## Document excerpt
● ● ● ● ●

Thursday, April 30, 2009

doing the right thing maybe not the right thing to do..

salam.....

what a night was last night,...
my dad just arrived home and went to see me at my room...
i don't know what was his intention at the first place... he sat next to my while i was playing counter strike...haha
then i start talking,asking about the car at the workshop...

suddenly i jumped to a sensitive issue....currently the hottest issue between he and his friends and our family....
before this i didn't any opinion on the issue because i think it is not suitable for me to get involved in...but this time i made a decision to give some thought about the issue...

all of sudden my dad just keep quiet and just listening to what i were saying....his face turned to a sad mode...
i fired all my thoughts without thinking the consequences that could happen...because i think that if i keep shutting my mouth it will become much worse that he could imagine....

● ● ● ● ●

## Input data

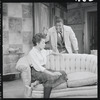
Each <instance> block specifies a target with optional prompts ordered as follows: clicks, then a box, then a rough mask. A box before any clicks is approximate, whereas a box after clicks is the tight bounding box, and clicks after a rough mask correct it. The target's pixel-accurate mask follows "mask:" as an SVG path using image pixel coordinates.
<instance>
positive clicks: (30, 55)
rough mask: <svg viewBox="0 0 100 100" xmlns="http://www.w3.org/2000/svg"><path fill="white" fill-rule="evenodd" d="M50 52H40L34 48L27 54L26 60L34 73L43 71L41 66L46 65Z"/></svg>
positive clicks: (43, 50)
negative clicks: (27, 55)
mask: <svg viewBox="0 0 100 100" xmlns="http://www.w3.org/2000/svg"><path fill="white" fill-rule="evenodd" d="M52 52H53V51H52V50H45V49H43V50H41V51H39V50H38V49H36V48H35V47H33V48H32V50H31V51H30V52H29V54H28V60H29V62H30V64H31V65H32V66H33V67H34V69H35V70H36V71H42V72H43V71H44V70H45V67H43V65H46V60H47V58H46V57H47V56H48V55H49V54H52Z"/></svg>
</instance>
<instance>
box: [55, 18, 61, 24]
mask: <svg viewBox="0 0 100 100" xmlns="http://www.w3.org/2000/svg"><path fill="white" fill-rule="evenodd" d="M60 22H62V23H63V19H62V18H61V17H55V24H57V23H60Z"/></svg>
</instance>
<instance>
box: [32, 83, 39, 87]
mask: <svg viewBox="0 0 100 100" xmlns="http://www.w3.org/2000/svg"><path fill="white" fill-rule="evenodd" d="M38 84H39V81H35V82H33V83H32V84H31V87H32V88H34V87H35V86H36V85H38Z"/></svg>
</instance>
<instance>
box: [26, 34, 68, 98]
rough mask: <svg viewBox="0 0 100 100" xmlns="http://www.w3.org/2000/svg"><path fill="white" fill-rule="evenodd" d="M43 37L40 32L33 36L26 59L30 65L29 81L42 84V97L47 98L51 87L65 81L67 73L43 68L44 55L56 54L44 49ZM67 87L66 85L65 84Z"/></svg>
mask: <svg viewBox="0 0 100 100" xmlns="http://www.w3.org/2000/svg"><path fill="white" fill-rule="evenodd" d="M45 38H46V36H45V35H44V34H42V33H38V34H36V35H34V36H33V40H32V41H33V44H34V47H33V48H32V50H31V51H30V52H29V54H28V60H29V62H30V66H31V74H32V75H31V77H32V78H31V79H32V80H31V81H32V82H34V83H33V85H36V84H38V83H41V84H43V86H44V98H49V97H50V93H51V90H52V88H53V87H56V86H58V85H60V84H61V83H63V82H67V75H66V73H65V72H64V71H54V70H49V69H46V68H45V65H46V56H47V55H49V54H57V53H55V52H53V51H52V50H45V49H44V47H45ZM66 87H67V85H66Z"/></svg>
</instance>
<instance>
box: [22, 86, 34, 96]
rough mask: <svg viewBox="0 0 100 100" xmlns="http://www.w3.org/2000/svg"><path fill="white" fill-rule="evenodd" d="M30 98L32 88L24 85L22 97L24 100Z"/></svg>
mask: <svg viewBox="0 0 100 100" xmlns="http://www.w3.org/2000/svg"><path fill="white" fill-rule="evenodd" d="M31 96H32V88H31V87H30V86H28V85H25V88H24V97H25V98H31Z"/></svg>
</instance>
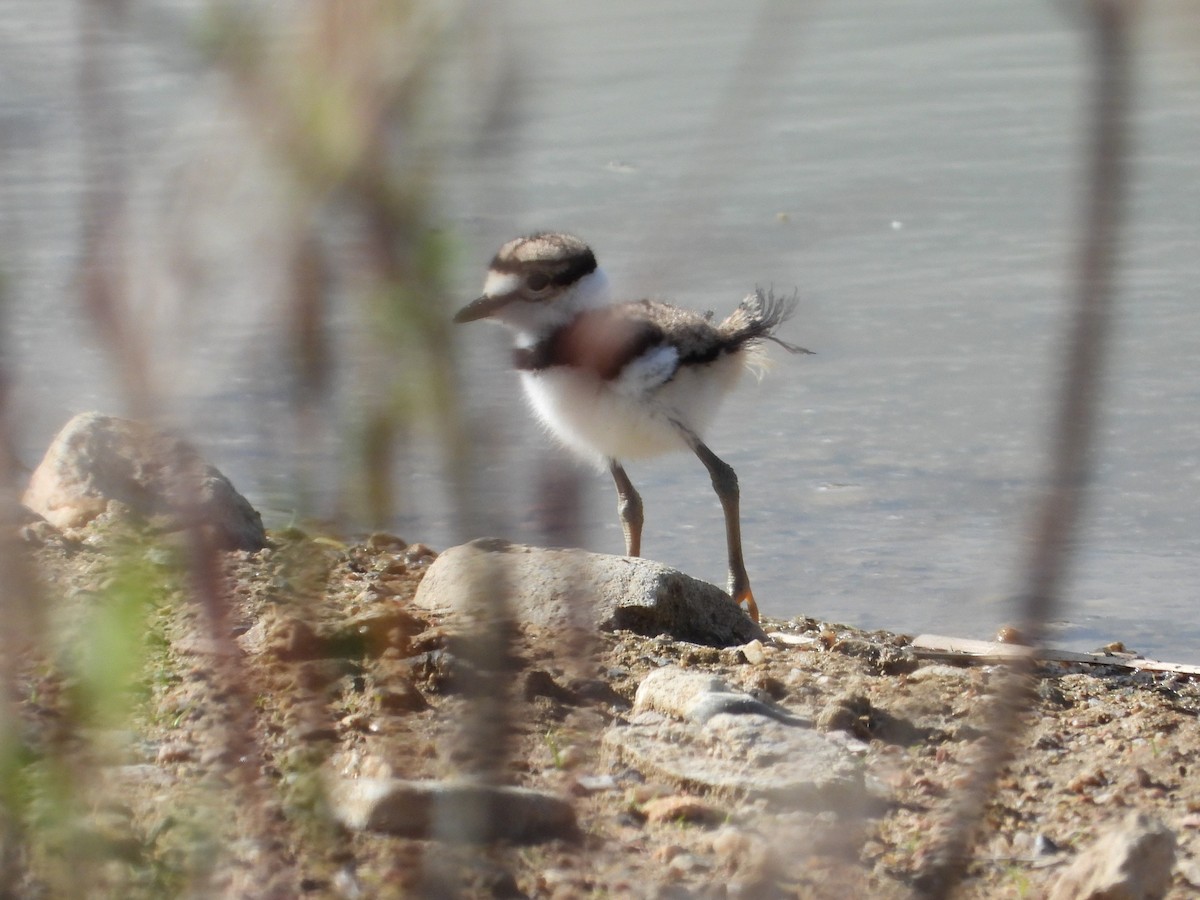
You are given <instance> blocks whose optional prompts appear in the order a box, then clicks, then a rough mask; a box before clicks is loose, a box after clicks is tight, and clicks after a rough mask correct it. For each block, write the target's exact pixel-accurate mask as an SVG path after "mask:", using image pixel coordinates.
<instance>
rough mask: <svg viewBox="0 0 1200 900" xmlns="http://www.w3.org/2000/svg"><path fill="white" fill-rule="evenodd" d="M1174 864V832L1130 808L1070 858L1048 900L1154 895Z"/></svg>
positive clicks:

● ● ● ● ●

## Task instructions
Can you continue the blog post about the late-night talk with the dad, picking up right after its last sentence? The rows are unrelated to the blog post and stand apart from it.

## Task response
he agreed on what i said to him....but there's nothing he can do... that what was he said....yes!! that's what he should do i replied....do nothing! just let it be...and see what would happen...he keeps defending his friend but not thinking the other part of his friend feelings....i was so sad...everyone make mistakes in their life but some can be corrected or forgiven...but some are just like nothing that we can do...we have to face it and think it on the positive ways i think....i know..on his mind it was the right thing to do...to reconnect the relationship..in fact it was the right thing to do if,if both parties are willingly to accept...no only one party.....it will ruined everything.....for me and my suggestion is my dad's friend should think about the past that he had done and take this as an effect of what he had done....start over again and don't disturb other people's life just to make you feel happy,comfortable, not lonely of confused...think about others too!! please....!

it stopped there,thank God my dad didn't get angry or anything like that...maybe i should give this thought long2 ago..I'm just afraid that i would get scold because interrupting...haha.. i hope he will understand what i said to him...actually my mum encourage me to tell him about this....i think i made the right decision....but some say that, "doing the right think maybe not the right thing to do"...weird right...but it is true...

i think i write too much already...i just can't sleep and think i should write this...silly me..:)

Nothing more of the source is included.